### Stored records

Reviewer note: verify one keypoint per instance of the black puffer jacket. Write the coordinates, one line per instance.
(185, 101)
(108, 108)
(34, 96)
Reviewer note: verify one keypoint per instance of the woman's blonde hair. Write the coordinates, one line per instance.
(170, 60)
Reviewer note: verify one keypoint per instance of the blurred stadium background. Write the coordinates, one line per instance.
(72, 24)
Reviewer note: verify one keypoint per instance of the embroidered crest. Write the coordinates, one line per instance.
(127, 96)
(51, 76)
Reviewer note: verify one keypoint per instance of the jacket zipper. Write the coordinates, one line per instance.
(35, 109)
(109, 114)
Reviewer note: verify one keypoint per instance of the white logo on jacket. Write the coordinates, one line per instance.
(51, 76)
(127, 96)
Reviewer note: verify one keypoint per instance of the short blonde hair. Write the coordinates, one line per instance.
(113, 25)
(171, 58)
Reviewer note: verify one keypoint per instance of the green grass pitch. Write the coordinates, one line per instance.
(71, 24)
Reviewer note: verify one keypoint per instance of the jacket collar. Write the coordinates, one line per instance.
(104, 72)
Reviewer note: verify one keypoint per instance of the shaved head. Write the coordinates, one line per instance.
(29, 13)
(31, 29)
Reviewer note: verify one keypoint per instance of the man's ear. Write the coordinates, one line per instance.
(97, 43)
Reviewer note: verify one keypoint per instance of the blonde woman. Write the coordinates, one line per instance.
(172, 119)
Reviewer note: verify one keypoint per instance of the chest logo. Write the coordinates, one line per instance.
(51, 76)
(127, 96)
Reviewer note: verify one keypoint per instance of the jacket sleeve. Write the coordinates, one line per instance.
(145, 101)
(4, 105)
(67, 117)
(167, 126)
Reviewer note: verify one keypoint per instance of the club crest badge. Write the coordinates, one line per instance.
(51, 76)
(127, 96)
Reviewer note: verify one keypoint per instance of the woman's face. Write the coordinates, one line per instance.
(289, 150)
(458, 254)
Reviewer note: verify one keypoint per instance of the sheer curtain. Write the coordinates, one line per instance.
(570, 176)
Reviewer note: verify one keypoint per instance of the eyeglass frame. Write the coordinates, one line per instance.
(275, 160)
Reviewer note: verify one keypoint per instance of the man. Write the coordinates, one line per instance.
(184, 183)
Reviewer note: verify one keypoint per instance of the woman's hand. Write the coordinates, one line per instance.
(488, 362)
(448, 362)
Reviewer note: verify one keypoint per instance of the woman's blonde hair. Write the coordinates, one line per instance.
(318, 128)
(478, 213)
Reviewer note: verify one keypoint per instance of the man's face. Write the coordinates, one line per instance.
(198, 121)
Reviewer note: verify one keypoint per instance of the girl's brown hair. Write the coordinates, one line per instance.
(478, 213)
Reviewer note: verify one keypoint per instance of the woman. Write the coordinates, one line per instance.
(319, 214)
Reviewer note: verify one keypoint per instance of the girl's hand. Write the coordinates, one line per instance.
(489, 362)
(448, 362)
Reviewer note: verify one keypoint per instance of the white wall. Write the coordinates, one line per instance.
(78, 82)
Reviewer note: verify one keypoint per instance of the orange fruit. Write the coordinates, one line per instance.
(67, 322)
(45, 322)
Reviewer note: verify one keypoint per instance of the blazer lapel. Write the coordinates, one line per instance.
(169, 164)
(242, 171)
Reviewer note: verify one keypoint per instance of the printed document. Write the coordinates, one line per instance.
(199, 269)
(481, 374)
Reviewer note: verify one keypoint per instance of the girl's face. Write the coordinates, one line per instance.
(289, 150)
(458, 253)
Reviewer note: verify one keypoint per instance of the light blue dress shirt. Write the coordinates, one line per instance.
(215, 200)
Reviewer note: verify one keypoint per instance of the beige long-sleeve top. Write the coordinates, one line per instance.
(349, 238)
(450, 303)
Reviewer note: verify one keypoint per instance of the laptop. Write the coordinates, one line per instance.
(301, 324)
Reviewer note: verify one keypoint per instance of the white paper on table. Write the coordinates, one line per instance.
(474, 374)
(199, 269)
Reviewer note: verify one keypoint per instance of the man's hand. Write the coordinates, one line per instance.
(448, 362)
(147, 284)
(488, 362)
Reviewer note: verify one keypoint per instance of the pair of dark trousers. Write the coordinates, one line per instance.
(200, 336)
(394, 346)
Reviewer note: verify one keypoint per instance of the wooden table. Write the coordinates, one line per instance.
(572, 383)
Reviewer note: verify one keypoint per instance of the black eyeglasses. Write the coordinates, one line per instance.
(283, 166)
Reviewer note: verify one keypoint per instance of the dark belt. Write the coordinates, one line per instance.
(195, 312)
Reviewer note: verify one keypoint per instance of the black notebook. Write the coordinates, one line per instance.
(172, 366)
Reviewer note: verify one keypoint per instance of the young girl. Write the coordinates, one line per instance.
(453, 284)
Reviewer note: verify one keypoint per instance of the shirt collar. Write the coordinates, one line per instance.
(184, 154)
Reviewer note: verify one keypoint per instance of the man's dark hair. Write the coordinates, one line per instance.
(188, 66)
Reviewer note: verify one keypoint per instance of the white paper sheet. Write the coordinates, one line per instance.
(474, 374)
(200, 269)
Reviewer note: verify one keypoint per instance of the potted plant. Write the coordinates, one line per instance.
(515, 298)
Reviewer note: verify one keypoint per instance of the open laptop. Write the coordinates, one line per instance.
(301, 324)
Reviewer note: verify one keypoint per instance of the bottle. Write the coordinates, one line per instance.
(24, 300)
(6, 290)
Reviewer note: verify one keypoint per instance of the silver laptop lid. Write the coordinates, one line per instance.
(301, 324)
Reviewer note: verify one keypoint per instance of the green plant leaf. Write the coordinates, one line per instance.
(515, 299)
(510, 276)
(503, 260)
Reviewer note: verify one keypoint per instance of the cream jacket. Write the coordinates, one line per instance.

######

## Problem to work on
Reproduce only those lines of the entries above that run from the line with "white paper on" to the final line.

## Answer to the problem
Reviewer note: verify one keypoint per instance of the white paper on table. Write the coordinates, one line per instance.
(474, 374)
(199, 269)
Reviewer note: verify one keypoint per instance of the man's hand. Write the coordinates, one line per instance.
(448, 362)
(147, 284)
(488, 362)
Reviewer note: verify one keypoint per instance of the pair of dark trousers. Write the coordinates, one line per instance.
(200, 336)
(394, 346)
Reviewer note: verify one keypoint per instance of the wooden table. Write the coordinates, one line per instance.
(572, 383)
Reviewer note: verify one keypoint per instance of the black eyeglasses. Write the coordinates, one line per instance.
(283, 166)
Reviewer note: verify one keypoint per instance of the dark belt. Write the coordinates, one line per instance.
(195, 312)
Reviewer note: verify one keypoint per instance of the black notebook. Write the coordinates, one line per instance.
(172, 366)
Reviewer note: verify one keypoint per instance of the young girl. Write the coordinates, one line per instance.
(453, 284)
Reviewer note: verify one keypoint per instance of the shirt collar. Write the coordinates, one line per instance.
(184, 154)
Reviewer note: verify one keypoint per instance of the man's dark hair. Write the coordinates, one line per instance.
(188, 66)
Reviewer note: verify one keypoint per instance of the white paper sheet. Write the coordinates, one line per instance.
(474, 374)
(200, 269)
Reviewer note: verify one keypoint per instance of the potted plant. Write the coordinates, one line per instance.
(515, 298)
Reviewer note: verify one keypoint per instance of the open laptop. Write the coordinates, one line per instance.
(301, 324)
Reviewer note: verify one keypoint per instance of the bottle. Write the coordinates, one line per instance.
(24, 300)
(6, 290)
Reviewer note: verify one keypoint per instance of the silver laptop lid. Write the coordinates, one line per instance.
(301, 324)
Reviewer note: verify one keypoint per instance of the green plant leaf. Write the coordinates, one line per instance.
(515, 299)
(510, 276)
(503, 260)
Reviewer note: verify one keypoint per instance of the cream jacket. Write the coordinates, one line per instance.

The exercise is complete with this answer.